▸ Requirement
Reproduce the multilevel logit post between "The synthetic data" and "the two goods.", inclusive, updating every "valuations" to "values".

Multilevel Logit with Few Observations per Individual

Hello!

I’ve been simulating data and attempting to recover it using rstan, and have run into some issues I don’t quite understand. In particular, I’ve set up a logit choice problem wherein N individuals face a decision between the same two goods (call them Mug and Pen) D times. To keep things simple, I suppose I know the underlying value of the Mug and the Pen (they are the same for all N individuals), and that the decision between the two goods is a function of an individual parameter [\lambda_i \sim LogNormal(\bar{\lambda}, \sigma_{\lambda})]. My goal is to recover the parameters of the LogNormal distribution from the data.

The synthetic data generation is shown below. It’s a bit more complicated than the above paragraph because the valuations of the Mug and Pen are assumed to follow the KR model of reference dependent preferences, but ultimately \lambda and the logit noise are the only unknowns that affect an individual’s choice between the two goods.

set.seed(19)
# Synthetic Data to explore prior implications
gen_indiv_synth_exchange_data <- function(synth_N, D) {
  synth_exchange <- tibble(id = seq_len(synth_N),
                         synth_mug_u = 5,
                         synth_pen_u = 4.4,
                         endowment = sample(c(1,2), synth_N, 0.5),
                         lambda = rlnorm(synth_N, 0.17, exp(-0.62)),
                         q =  sample(c(0.1, 0.9), synth_N, TRUE),
                         pen_utils = (endowment == 2) * synth_pen_u + 
                           (endowment == 1)*
                           (q*synth_pen_u + (1 -q)*synth_mug_u 
                            + q*(1 - q)*(1-lambda)*(synth_mug_u + synth_pen_u)),
                         mug_utils = (endowment == 1) * synth_mug_u + 
                           (endowment == 2)*
                           (q*synth_mug_u + (1 -q)*synth_pen_u 
                            + q*(1 - q)*(1-lambda)*(synth_mug_u + synth_pen_u)))

id_noise_grid <- expand.grid(id = seq_len(synth_N),
                             decision_num = seq_len(D)) %>%
  mutate(logit_noise = rlogis(n()))

indiv_synth_exchange <- id_noise_grid %>%
  inner_join(synth_exchange, by = "id") %>%
  as_tibble() %>%
  mutate(prefer_mug = mug_utils - pen_utils > logit_noise,
         exchange = prefer_mug * (endowment ==2) + 
           (1-prefer_mug)*(endowment == 1))

return(indiv_synth_exchange)

Point-per-instance localization data:
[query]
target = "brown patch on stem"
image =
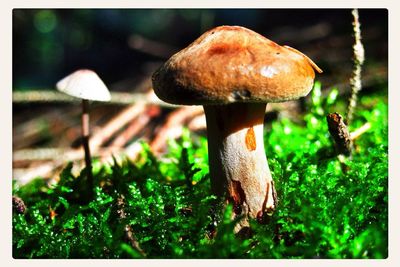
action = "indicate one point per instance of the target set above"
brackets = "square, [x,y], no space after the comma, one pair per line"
[250,139]
[237,195]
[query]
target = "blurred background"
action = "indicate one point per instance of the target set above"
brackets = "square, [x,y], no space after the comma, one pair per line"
[125,46]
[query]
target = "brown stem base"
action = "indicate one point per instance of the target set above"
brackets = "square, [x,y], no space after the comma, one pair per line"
[238,165]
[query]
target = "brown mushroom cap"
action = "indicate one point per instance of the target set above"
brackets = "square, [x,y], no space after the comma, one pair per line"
[231,64]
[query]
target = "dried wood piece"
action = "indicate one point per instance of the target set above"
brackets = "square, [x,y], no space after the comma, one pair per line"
[340,133]
[136,126]
[119,121]
[173,126]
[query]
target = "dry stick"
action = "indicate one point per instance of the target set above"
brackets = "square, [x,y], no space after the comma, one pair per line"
[85,141]
[136,126]
[50,153]
[128,114]
[97,140]
[173,126]
[358,59]
[46,96]
[340,133]
[58,159]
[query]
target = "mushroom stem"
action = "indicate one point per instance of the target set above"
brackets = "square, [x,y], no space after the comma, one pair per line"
[238,165]
[85,141]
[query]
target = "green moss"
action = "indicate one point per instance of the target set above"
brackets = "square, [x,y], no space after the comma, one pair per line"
[326,209]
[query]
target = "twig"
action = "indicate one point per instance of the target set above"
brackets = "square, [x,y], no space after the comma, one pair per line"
[358,59]
[136,126]
[173,126]
[128,114]
[46,96]
[357,133]
[341,135]
[44,169]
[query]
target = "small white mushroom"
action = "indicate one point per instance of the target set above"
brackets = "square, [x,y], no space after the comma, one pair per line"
[86,85]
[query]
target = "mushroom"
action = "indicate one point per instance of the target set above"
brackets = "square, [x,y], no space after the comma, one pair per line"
[234,72]
[86,85]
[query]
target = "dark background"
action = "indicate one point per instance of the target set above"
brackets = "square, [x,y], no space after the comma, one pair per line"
[124,46]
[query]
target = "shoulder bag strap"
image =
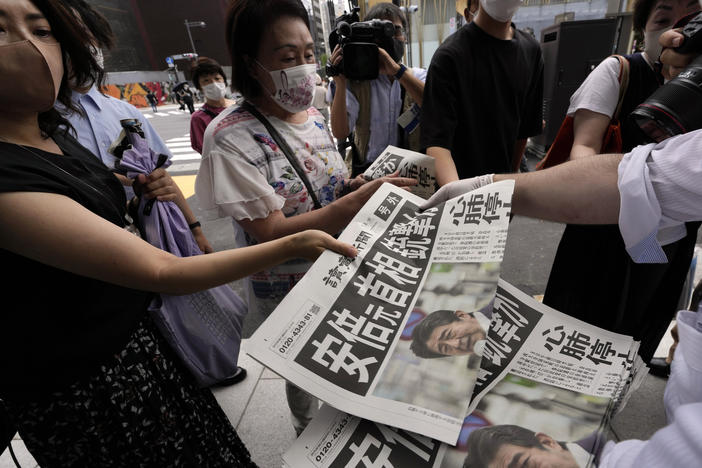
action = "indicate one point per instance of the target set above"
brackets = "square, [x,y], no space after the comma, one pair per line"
[623,83]
[283,145]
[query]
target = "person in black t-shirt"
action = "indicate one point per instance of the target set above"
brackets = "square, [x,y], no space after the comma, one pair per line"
[483,96]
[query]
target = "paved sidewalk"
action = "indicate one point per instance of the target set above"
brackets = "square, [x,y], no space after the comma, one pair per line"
[256,407]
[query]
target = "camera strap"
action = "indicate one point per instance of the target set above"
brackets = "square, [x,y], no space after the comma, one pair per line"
[285,148]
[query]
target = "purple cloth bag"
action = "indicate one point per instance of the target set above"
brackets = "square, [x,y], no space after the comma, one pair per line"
[203,328]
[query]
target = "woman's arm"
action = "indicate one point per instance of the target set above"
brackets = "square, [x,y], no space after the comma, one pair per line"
[57,231]
[331,218]
[588,131]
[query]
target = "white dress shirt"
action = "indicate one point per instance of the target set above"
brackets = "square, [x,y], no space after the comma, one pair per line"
[386,107]
[100,126]
[661,188]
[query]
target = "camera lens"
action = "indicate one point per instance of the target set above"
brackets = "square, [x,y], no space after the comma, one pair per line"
[675,108]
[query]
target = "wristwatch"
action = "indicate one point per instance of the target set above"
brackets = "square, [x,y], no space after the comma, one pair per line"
[400,72]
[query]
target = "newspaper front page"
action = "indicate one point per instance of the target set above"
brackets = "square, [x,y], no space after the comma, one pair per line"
[408,164]
[555,414]
[394,335]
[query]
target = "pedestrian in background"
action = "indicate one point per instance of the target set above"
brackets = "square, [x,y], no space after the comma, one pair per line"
[186,97]
[87,379]
[153,100]
[483,95]
[246,172]
[370,110]
[209,78]
[593,278]
[96,117]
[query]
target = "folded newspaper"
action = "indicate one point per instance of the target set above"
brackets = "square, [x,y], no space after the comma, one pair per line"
[395,335]
[408,164]
[549,386]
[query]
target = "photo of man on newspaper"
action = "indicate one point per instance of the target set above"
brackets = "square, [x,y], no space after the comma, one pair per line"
[440,327]
[525,423]
[508,445]
[450,333]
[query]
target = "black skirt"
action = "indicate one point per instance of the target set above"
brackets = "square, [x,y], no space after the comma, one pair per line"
[594,279]
[142,409]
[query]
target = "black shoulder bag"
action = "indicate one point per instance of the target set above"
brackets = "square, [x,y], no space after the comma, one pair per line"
[283,145]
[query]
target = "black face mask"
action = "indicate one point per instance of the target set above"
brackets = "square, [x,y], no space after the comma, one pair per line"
[399,51]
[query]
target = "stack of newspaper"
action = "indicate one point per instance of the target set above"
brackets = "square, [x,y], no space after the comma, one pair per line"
[418,331]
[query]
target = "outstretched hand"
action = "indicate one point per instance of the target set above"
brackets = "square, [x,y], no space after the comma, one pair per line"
[454,189]
[158,184]
[311,243]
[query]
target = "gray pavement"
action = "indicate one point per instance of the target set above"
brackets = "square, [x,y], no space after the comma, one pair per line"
[257,407]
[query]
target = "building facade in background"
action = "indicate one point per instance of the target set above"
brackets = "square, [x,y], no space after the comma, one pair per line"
[148,31]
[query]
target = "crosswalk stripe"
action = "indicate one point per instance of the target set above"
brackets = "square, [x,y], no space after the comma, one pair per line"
[186,157]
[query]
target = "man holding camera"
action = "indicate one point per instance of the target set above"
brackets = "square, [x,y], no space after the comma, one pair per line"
[483,96]
[651,191]
[384,111]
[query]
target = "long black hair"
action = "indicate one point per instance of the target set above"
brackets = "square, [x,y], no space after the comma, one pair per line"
[77,54]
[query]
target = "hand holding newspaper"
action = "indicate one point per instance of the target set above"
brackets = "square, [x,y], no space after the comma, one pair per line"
[409,164]
[394,335]
[549,386]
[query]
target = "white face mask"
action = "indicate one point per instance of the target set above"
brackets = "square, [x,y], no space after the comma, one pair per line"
[294,87]
[501,10]
[215,90]
[652,47]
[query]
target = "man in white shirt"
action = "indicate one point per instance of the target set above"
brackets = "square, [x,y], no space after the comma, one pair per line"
[383,111]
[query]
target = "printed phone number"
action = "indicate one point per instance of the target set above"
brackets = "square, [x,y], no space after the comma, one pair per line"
[324,450]
[295,332]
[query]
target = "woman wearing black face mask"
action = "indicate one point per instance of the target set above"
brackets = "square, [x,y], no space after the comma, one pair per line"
[87,380]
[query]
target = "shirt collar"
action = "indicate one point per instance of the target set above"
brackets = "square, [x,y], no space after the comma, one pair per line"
[93,95]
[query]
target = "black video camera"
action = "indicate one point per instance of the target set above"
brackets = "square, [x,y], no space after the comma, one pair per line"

▸ Solution
The synthetic data generation is shown below. It’s a bit more complicated than the above paragraph because the values of the Mug and Pen are assumed to follow the KR model of reference dependent preferences, but ultimately \lambda and the logit noise are the only unknowns that affect an individual’s choice between the two goods.